DATA SECTION:
★ ★ ★ ★ ★
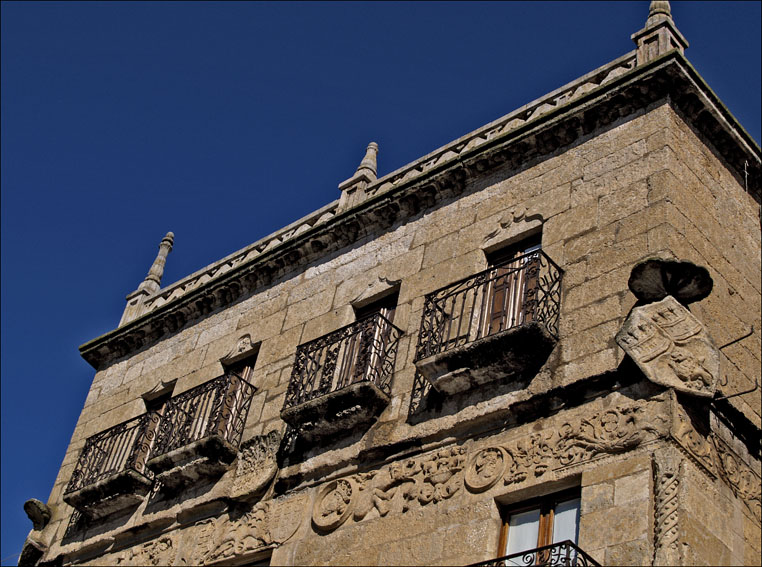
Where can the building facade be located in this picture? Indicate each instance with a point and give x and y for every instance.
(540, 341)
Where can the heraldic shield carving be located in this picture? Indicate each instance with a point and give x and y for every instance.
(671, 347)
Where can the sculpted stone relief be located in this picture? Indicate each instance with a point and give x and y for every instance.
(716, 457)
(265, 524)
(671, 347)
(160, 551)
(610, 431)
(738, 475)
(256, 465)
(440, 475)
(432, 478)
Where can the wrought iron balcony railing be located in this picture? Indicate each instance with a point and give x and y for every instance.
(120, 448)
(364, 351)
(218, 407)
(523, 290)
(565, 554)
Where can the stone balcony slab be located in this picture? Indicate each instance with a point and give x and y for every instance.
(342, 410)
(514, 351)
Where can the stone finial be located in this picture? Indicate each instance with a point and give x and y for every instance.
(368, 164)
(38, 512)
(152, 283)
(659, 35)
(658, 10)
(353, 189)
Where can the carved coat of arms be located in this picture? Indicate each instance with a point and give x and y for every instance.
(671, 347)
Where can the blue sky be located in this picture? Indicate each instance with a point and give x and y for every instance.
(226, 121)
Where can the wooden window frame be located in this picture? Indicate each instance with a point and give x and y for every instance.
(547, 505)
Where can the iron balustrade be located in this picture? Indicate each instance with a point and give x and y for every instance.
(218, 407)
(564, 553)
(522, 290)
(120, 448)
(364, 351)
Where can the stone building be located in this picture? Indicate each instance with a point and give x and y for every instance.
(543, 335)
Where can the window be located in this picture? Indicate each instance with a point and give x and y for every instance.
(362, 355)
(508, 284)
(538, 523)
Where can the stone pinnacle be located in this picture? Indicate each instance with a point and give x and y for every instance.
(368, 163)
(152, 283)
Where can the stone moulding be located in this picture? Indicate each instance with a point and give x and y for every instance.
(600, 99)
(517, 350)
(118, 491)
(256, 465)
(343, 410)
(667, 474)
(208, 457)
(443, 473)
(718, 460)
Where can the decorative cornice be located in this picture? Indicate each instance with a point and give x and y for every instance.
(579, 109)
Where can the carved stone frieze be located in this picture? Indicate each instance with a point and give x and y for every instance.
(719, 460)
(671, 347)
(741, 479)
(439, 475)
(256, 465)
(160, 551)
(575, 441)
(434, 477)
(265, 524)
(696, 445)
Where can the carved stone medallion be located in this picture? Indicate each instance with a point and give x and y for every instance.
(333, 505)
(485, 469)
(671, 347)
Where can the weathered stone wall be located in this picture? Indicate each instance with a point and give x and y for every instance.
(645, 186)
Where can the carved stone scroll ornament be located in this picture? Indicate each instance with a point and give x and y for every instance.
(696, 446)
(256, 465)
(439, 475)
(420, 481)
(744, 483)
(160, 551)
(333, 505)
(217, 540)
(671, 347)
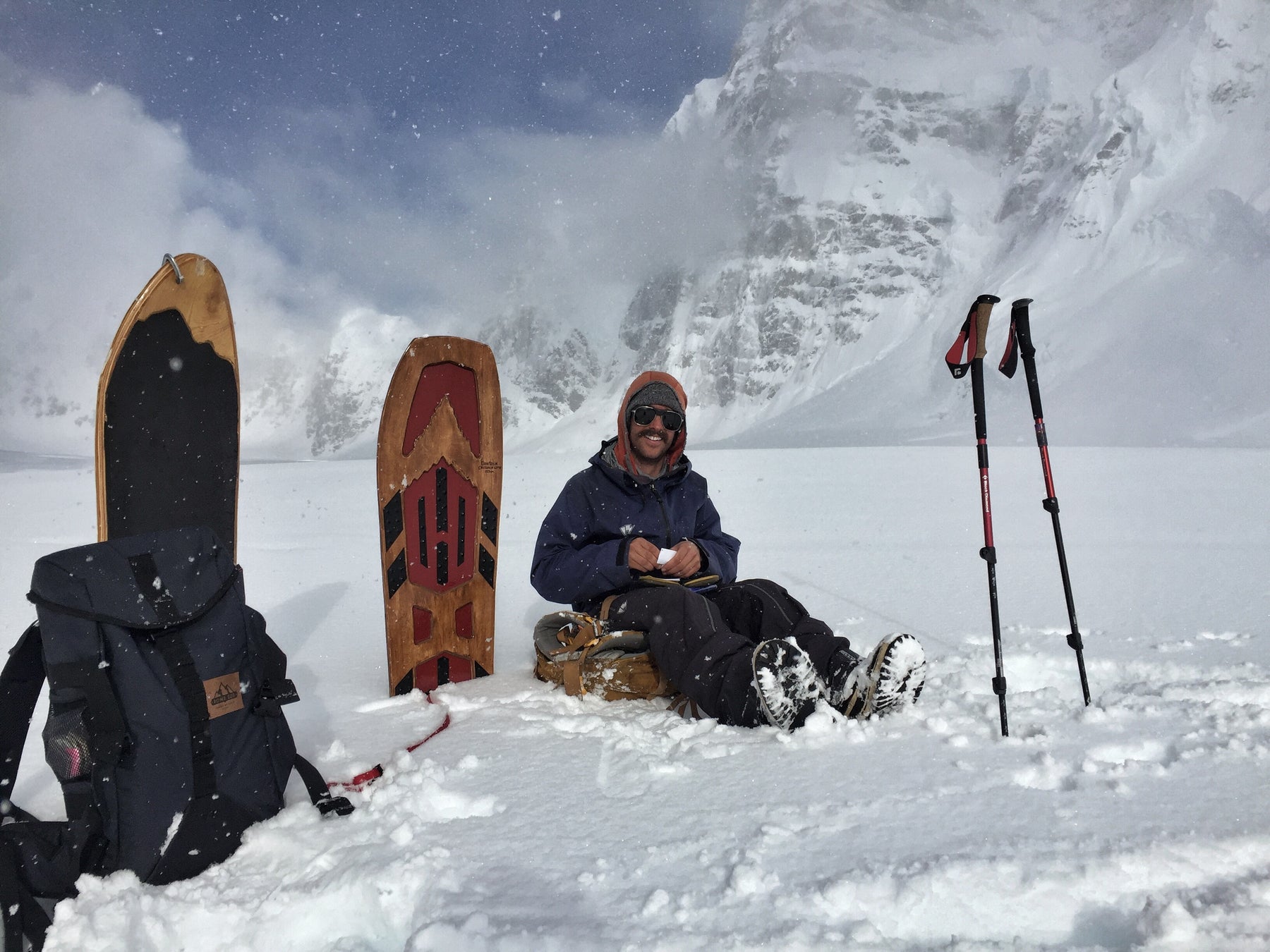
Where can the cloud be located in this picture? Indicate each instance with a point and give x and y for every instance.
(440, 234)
★ ★ ★ ★ ★
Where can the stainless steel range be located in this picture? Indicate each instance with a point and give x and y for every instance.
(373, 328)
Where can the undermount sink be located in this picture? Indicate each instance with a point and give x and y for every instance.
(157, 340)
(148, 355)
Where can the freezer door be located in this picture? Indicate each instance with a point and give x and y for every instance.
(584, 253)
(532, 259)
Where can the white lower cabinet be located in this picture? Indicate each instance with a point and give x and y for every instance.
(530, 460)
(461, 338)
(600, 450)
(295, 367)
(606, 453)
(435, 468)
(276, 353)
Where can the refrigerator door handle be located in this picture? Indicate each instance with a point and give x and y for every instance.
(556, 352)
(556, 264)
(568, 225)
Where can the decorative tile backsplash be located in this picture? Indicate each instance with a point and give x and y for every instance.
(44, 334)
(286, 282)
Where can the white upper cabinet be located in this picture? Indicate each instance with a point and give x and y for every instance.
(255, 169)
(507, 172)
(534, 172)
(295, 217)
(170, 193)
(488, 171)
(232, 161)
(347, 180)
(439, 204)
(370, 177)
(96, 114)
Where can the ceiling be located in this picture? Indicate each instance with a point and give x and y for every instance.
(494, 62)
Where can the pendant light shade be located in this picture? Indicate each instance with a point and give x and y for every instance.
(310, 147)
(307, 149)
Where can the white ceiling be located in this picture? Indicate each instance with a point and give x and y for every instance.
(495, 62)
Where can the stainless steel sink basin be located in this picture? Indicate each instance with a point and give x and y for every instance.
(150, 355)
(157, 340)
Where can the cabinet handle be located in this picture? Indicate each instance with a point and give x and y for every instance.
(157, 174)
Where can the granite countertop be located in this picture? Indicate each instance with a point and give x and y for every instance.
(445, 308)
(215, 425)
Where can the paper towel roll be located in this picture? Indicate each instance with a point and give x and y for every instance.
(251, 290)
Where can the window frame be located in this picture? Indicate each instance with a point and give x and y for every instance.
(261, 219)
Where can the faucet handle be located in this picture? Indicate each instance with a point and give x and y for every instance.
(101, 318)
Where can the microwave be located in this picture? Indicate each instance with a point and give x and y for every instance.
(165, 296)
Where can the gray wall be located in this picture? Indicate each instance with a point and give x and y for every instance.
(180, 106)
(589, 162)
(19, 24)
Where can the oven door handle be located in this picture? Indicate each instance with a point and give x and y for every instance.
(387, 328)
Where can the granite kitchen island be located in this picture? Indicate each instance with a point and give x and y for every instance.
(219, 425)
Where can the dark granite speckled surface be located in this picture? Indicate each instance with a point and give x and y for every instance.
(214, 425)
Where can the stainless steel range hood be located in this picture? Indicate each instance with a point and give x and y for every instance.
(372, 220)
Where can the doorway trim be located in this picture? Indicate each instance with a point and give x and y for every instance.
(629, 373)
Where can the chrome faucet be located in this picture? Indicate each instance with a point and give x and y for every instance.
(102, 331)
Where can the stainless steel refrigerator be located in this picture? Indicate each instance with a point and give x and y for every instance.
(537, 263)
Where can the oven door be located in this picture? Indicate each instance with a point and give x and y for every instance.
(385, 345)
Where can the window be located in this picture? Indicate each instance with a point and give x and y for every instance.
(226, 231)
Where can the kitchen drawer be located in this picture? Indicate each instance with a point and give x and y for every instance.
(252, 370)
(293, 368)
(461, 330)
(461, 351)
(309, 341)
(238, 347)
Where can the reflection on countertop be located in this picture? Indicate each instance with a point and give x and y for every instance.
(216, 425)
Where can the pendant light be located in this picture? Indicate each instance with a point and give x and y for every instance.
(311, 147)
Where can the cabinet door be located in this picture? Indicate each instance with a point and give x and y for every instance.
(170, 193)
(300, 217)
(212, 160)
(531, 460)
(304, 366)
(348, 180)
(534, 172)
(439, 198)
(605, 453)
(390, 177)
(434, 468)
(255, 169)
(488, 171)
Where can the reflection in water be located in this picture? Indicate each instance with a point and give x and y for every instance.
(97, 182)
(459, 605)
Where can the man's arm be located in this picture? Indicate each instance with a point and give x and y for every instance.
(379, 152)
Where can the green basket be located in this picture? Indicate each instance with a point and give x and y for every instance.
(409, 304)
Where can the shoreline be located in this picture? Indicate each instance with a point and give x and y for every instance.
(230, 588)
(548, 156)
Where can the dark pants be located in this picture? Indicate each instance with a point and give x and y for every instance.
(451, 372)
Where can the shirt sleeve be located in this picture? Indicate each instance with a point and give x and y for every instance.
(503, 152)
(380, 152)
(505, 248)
★ ★ ★ ★ ★
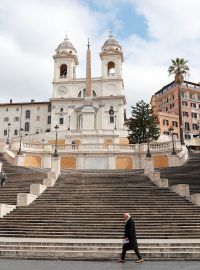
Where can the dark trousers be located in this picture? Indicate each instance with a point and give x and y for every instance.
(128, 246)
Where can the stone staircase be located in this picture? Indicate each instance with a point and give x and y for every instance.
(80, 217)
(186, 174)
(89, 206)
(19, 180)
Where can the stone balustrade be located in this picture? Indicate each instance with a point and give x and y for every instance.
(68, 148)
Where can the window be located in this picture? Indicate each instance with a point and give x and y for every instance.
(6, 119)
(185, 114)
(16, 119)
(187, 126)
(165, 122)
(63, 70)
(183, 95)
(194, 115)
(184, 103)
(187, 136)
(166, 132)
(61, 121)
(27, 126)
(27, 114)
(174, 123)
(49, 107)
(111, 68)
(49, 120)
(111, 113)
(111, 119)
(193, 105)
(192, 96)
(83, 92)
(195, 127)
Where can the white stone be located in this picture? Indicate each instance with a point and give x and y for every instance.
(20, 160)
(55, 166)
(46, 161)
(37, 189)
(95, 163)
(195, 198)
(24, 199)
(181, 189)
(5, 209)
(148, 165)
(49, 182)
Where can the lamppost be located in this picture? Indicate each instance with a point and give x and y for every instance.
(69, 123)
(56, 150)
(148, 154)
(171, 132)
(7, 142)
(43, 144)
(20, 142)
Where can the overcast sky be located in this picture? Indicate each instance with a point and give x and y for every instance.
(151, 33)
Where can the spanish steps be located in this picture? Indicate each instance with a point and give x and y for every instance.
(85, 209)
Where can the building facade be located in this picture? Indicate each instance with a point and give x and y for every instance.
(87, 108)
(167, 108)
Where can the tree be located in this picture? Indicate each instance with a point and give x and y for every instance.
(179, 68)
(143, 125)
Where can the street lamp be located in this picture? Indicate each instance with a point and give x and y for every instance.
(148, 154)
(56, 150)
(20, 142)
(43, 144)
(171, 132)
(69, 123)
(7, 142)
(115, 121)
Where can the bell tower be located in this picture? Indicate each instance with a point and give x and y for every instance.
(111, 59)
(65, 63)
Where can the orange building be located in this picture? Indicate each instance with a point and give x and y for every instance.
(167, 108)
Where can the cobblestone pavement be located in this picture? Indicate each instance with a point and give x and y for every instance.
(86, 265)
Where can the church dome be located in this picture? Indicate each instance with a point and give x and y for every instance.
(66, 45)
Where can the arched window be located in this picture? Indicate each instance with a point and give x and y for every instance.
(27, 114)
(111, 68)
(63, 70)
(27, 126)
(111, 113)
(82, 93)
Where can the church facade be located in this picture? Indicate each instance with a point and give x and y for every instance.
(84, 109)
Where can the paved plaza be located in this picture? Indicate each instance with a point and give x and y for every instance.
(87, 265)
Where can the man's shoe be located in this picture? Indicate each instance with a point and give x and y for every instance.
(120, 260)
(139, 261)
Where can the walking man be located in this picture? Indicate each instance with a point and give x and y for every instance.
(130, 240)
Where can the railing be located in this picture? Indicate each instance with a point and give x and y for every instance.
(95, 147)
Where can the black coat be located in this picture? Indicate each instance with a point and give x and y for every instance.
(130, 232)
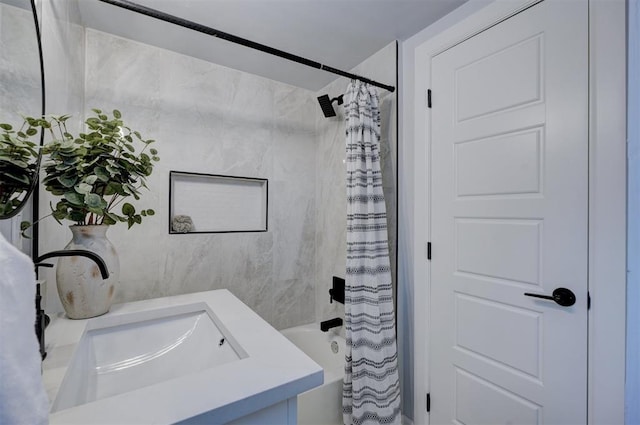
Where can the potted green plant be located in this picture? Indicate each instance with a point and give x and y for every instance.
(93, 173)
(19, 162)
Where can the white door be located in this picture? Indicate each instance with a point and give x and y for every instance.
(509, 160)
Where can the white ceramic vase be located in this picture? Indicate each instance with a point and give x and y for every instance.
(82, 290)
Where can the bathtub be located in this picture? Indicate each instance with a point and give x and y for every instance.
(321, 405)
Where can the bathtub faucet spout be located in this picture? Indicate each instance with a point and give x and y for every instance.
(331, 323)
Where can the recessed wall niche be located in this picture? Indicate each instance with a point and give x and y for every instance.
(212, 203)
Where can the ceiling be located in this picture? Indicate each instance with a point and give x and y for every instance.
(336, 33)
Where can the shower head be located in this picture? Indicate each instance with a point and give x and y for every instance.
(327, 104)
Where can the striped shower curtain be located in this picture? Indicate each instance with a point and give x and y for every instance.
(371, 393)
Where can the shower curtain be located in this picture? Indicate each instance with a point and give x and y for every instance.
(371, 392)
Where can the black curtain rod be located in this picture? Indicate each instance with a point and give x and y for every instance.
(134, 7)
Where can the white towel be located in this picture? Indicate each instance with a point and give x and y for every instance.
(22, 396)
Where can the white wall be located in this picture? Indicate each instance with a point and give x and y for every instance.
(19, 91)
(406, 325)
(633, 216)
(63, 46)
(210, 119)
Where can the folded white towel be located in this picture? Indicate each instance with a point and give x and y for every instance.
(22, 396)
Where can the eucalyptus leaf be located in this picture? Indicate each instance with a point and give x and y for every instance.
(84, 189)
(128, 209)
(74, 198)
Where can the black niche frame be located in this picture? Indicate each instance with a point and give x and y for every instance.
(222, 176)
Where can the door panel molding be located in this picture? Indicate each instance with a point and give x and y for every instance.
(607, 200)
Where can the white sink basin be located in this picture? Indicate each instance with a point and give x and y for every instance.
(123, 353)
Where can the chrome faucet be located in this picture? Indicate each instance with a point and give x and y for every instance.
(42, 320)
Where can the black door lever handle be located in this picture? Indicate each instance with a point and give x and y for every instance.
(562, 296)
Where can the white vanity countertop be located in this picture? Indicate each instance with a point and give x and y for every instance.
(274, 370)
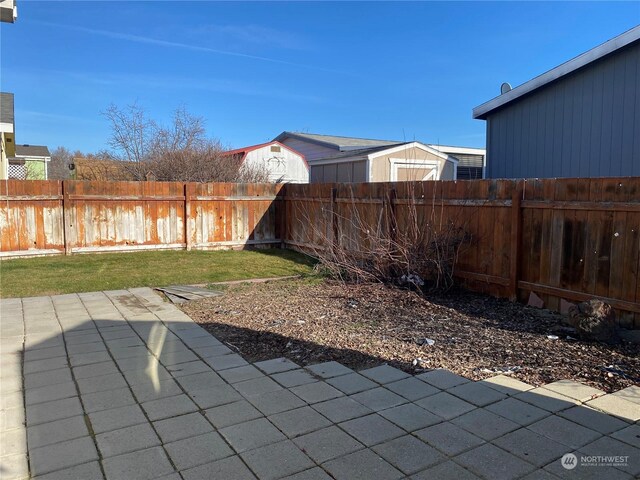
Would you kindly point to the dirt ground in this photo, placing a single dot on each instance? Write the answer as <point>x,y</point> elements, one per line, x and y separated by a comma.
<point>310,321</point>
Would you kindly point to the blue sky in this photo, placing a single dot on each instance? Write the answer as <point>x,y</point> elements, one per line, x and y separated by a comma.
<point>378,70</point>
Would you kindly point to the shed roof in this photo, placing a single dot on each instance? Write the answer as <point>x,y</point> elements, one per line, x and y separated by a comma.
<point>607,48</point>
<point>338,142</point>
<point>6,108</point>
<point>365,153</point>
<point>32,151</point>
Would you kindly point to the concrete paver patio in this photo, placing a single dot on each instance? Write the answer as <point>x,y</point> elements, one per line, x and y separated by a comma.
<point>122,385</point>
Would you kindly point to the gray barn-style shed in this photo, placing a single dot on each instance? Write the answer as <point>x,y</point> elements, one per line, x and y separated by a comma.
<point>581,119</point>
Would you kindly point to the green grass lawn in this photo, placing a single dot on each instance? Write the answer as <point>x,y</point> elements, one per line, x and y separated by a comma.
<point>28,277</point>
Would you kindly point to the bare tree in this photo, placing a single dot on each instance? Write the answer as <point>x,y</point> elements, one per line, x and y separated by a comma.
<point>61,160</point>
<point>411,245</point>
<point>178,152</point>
★ ★ ★ ★ ★
OBJECTIVE:
Locate each line above that contains the word "handle" and copy those lines. Case counts, so match only that exact capitalization.

TASK OUTPUT:
Where can the refrigerator door handle be located in this picture? Indicate each instance with a point and give x and y for every instance.
Where can the cabinet handle be located in this picture? Indicate each instance with a point and give x and y for every instance.
Where can the faucet handle be located in this picture? Indicate each instance with a point and give x and y for every instance.
Where can the oven door handle be located in this picture? Indicate each instance with a point and give x and y for every instance.
Where can the black door lever handle be located in this picture? Indicate each instance with a point and give x and y for every instance.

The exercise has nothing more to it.